**Recorded information**.

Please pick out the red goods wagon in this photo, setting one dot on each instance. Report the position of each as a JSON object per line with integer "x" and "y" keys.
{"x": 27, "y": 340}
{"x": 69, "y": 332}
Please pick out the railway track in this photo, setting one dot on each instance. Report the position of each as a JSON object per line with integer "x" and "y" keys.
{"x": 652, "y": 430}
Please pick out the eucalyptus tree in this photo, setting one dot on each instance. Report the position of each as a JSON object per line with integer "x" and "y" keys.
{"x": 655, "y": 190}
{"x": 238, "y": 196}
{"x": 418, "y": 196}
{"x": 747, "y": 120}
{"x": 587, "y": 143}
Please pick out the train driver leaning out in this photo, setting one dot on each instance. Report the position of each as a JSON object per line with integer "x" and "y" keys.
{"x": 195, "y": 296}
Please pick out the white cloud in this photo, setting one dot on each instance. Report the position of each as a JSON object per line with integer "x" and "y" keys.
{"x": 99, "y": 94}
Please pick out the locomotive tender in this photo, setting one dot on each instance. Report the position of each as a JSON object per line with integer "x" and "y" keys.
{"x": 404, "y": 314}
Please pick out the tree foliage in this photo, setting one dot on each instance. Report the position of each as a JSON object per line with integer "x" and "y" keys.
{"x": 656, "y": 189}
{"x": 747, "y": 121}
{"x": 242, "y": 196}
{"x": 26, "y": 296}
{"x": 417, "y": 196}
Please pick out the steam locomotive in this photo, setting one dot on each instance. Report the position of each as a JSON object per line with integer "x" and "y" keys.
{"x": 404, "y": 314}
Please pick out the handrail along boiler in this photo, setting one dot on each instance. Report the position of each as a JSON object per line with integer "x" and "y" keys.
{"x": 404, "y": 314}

**Problem**. Reproduce the records in full, exactly as written.

**Solution**.
Please pick out the red goods wagon in this photo, setting one dot on each instance. Report the position of each as a JSON object per line with integer "x" and "y" keys.
{"x": 27, "y": 340}
{"x": 69, "y": 332}
Please pick out the railway track in this photo, setting one dot on each instance. Report the position of each as a JSON object per line with integer "x" and "y" keys.
{"x": 652, "y": 430}
Please pick out the eucalyptus tree in this photo, setting one dot on each instance. Report the position of each as a JSON object per line with integer "x" and "y" keys.
{"x": 655, "y": 190}
{"x": 238, "y": 196}
{"x": 418, "y": 196}
{"x": 747, "y": 120}
{"x": 587, "y": 143}
Please pick out the train driver leaning out in this photo, setting one dot on each instance. Report the position of each as a JSON object per line with integer "x" and "y" keys.
{"x": 195, "y": 296}
Please pick out the white cloud in this photo, setting one dot on each instance. Report the position of each as a JSON object per line with integer "x" and "y" keys.
{"x": 99, "y": 94}
Please pick out the locomotive tender in this photo, setting one dot on each instance. Report the position of each as a JSON object per line with integer "x" and "y" keys.
{"x": 404, "y": 314}
Please pick out the tree foliage in this photo, setting one dot on each instance. Report the position of each as a JSON object per line with integer "x" and "y" keys.
{"x": 656, "y": 189}
{"x": 747, "y": 121}
{"x": 242, "y": 196}
{"x": 26, "y": 296}
{"x": 417, "y": 196}
Please pick out the steam locomotive in this photo, setting one dot on each instance. Report the position of each as a JSON object per line with integer "x" and "y" keys.
{"x": 404, "y": 314}
Please pick out the handrail along boiler in this photo, setting one dot on each instance. Report the position of each as a JSON object per line with integer "x" and "y" keys.
{"x": 404, "y": 314}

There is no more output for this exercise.